● Exercise instructions
In the entries that follow, the first line to write out is the one containing "Every instance of the framed", and the last is the one containing "Every instance of the throw". Reproduce that stretch exactly, with nothing before or after it.

● Supplied information
== Segment start ==

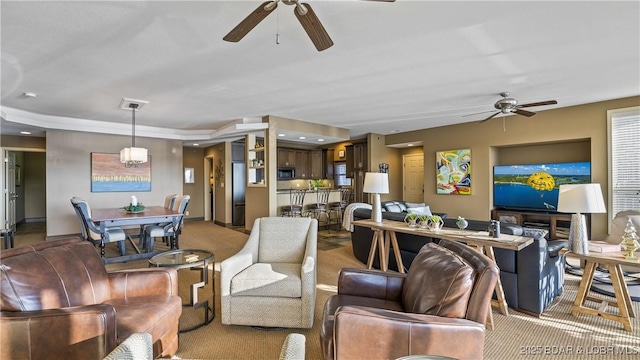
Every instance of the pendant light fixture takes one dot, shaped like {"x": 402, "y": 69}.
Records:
{"x": 133, "y": 156}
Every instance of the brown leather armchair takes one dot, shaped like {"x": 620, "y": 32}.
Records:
{"x": 58, "y": 302}
{"x": 438, "y": 308}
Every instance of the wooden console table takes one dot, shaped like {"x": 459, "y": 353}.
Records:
{"x": 613, "y": 261}
{"x": 384, "y": 235}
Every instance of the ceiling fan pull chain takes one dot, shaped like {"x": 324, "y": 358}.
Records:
{"x": 277, "y": 26}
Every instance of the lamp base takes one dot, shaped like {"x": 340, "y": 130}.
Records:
{"x": 578, "y": 239}
{"x": 376, "y": 211}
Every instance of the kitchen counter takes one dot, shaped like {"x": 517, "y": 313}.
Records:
{"x": 309, "y": 198}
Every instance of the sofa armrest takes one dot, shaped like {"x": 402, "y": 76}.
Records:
{"x": 371, "y": 283}
{"x": 141, "y": 282}
{"x": 396, "y": 334}
{"x": 79, "y": 332}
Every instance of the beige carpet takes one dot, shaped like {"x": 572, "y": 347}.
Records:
{"x": 518, "y": 336}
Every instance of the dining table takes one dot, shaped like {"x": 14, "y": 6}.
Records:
{"x": 112, "y": 217}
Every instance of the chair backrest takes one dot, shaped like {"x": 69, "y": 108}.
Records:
{"x": 481, "y": 285}
{"x": 296, "y": 196}
{"x": 323, "y": 196}
{"x": 285, "y": 239}
{"x": 83, "y": 210}
{"x": 169, "y": 200}
{"x": 345, "y": 196}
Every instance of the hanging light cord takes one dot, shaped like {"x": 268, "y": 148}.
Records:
{"x": 133, "y": 124}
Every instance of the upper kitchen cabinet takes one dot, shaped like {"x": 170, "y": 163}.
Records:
{"x": 356, "y": 158}
{"x": 317, "y": 164}
{"x": 286, "y": 157}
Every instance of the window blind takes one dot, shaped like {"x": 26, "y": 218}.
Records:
{"x": 625, "y": 161}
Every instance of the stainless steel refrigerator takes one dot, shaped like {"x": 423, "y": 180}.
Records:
{"x": 238, "y": 189}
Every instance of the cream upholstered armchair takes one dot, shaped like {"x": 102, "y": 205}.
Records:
{"x": 271, "y": 282}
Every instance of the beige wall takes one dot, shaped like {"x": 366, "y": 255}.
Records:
{"x": 566, "y": 134}
{"x": 69, "y": 169}
{"x": 193, "y": 158}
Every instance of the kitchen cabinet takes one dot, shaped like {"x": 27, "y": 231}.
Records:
{"x": 302, "y": 164}
{"x": 316, "y": 165}
{"x": 327, "y": 160}
{"x": 256, "y": 165}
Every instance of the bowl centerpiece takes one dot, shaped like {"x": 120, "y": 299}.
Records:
{"x": 134, "y": 208}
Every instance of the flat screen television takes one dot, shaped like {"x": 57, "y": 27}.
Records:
{"x": 535, "y": 186}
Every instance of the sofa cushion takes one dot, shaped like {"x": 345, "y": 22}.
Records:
{"x": 268, "y": 279}
{"x": 60, "y": 282}
{"x": 440, "y": 283}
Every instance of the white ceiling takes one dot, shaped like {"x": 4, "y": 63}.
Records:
{"x": 395, "y": 67}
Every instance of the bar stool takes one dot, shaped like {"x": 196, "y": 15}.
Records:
{"x": 321, "y": 206}
{"x": 338, "y": 207}
{"x": 296, "y": 200}
{"x": 8, "y": 235}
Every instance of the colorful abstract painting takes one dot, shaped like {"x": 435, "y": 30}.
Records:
{"x": 453, "y": 172}
{"x": 108, "y": 174}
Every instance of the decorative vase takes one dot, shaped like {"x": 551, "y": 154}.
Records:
{"x": 435, "y": 223}
{"x": 411, "y": 220}
{"x": 630, "y": 242}
{"x": 462, "y": 223}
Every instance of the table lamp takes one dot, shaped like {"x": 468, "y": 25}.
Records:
{"x": 580, "y": 199}
{"x": 376, "y": 184}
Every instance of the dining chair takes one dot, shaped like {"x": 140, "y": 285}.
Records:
{"x": 321, "y": 207}
{"x": 296, "y": 200}
{"x": 169, "y": 200}
{"x": 91, "y": 232}
{"x": 171, "y": 230}
{"x": 338, "y": 207}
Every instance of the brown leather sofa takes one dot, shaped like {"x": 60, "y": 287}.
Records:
{"x": 438, "y": 308}
{"x": 58, "y": 302}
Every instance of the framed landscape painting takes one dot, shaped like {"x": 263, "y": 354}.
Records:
{"x": 453, "y": 172}
{"x": 108, "y": 174}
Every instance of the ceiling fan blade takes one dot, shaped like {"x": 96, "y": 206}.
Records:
{"x": 313, "y": 27}
{"x": 250, "y": 21}
{"x": 491, "y": 117}
{"x": 524, "y": 112}
{"x": 550, "y": 102}
{"x": 481, "y": 112}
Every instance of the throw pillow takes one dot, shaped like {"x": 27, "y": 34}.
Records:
{"x": 412, "y": 205}
{"x": 422, "y": 210}
{"x": 439, "y": 282}
{"x": 395, "y": 206}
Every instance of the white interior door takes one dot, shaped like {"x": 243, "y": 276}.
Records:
{"x": 9, "y": 191}
{"x": 413, "y": 178}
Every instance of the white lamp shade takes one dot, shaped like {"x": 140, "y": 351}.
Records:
{"x": 376, "y": 183}
{"x": 581, "y": 198}
{"x": 133, "y": 155}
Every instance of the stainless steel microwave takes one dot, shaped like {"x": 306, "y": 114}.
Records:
{"x": 286, "y": 173}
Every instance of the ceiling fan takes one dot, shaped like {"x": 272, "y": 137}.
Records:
{"x": 508, "y": 105}
{"x": 303, "y": 12}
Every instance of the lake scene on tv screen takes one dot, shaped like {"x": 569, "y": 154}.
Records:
{"x": 535, "y": 186}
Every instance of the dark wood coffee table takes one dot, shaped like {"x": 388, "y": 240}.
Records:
{"x": 192, "y": 259}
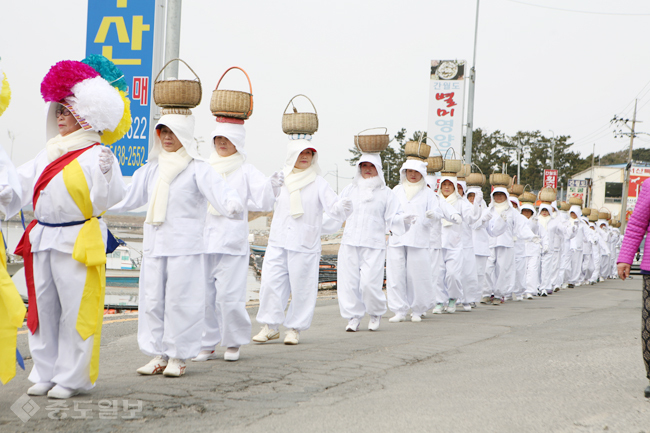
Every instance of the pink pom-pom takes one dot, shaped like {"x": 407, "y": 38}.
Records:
{"x": 59, "y": 80}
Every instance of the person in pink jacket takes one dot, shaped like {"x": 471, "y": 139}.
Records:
{"x": 637, "y": 227}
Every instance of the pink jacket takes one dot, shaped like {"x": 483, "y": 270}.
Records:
{"x": 637, "y": 227}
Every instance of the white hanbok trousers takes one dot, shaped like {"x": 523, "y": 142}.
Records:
{"x": 284, "y": 273}
{"x": 408, "y": 280}
{"x": 520, "y": 276}
{"x": 504, "y": 272}
{"x": 453, "y": 260}
{"x": 360, "y": 278}
{"x": 575, "y": 271}
{"x": 226, "y": 319}
{"x": 60, "y": 354}
{"x": 171, "y": 305}
{"x": 532, "y": 275}
{"x": 471, "y": 291}
{"x": 547, "y": 273}
{"x": 482, "y": 284}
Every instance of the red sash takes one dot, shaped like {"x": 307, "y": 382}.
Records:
{"x": 24, "y": 247}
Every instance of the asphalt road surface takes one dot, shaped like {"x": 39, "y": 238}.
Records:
{"x": 567, "y": 363}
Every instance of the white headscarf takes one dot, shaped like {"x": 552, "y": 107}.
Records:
{"x": 170, "y": 164}
{"x": 411, "y": 189}
{"x": 296, "y": 179}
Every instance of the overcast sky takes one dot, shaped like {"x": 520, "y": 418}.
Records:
{"x": 366, "y": 64}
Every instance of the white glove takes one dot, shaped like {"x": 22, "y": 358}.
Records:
{"x": 234, "y": 207}
{"x": 277, "y": 179}
{"x": 6, "y": 194}
{"x": 347, "y": 204}
{"x": 410, "y": 219}
{"x": 106, "y": 159}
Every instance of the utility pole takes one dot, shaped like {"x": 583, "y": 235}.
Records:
{"x": 470, "y": 99}
{"x": 173, "y": 36}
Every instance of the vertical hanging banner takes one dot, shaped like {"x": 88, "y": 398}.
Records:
{"x": 446, "y": 105}
{"x": 550, "y": 179}
{"x": 123, "y": 32}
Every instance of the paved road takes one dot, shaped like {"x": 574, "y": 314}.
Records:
{"x": 568, "y": 363}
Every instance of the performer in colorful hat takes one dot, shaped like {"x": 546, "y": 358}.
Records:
{"x": 70, "y": 184}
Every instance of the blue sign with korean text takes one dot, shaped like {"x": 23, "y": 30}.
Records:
{"x": 123, "y": 32}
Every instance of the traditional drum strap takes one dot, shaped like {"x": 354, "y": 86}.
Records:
{"x": 12, "y": 314}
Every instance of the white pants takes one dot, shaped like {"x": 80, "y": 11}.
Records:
{"x": 360, "y": 277}
{"x": 453, "y": 260}
{"x": 172, "y": 304}
{"x": 504, "y": 271}
{"x": 532, "y": 274}
{"x": 60, "y": 354}
{"x": 520, "y": 276}
{"x": 408, "y": 280}
{"x": 547, "y": 273}
{"x": 440, "y": 295}
{"x": 575, "y": 271}
{"x": 284, "y": 273}
{"x": 226, "y": 319}
{"x": 471, "y": 291}
{"x": 482, "y": 284}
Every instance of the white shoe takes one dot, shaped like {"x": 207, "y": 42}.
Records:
{"x": 353, "y": 325}
{"x": 205, "y": 355}
{"x": 62, "y": 392}
{"x": 175, "y": 368}
{"x": 155, "y": 366}
{"x": 374, "y": 323}
{"x": 231, "y": 354}
{"x": 266, "y": 334}
{"x": 40, "y": 388}
{"x": 292, "y": 337}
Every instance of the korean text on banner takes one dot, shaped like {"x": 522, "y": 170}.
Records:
{"x": 446, "y": 105}
{"x": 550, "y": 179}
{"x": 123, "y": 32}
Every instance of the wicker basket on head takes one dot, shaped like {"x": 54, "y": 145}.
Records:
{"x": 417, "y": 149}
{"x": 500, "y": 179}
{"x": 232, "y": 103}
{"x": 547, "y": 194}
{"x": 299, "y": 123}
{"x": 575, "y": 201}
{"x": 372, "y": 143}
{"x": 177, "y": 93}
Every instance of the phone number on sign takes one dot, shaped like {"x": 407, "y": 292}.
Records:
{"x": 131, "y": 155}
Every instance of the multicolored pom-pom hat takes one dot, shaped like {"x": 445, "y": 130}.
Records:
{"x": 95, "y": 92}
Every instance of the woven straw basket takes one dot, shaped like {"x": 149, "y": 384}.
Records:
{"x": 417, "y": 149}
{"x": 232, "y": 103}
{"x": 299, "y": 123}
{"x": 575, "y": 201}
{"x": 372, "y": 143}
{"x": 500, "y": 179}
{"x": 547, "y": 194}
{"x": 177, "y": 93}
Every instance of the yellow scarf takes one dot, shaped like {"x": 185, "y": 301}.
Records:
{"x": 12, "y": 314}
{"x": 90, "y": 250}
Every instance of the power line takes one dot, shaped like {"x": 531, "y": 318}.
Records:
{"x": 576, "y": 11}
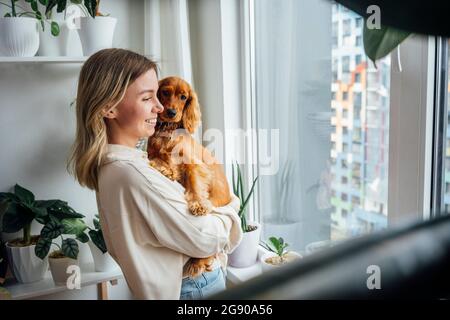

== Segment end ==

● Task answer
Every instance of the framed landscape painting takes one dot, shaped like {"x": 263, "y": 354}.
Records:
{"x": 453, "y": 172}
{"x": 108, "y": 174}
Every instance of the ceiling fan blade takes one dot, shaped like {"x": 96, "y": 206}.
Records:
{"x": 313, "y": 27}
{"x": 250, "y": 21}
{"x": 491, "y": 117}
{"x": 524, "y": 112}
{"x": 550, "y": 102}
{"x": 481, "y": 112}
Every instance of the throw pillow takes one dot, shaped like {"x": 27, "y": 34}.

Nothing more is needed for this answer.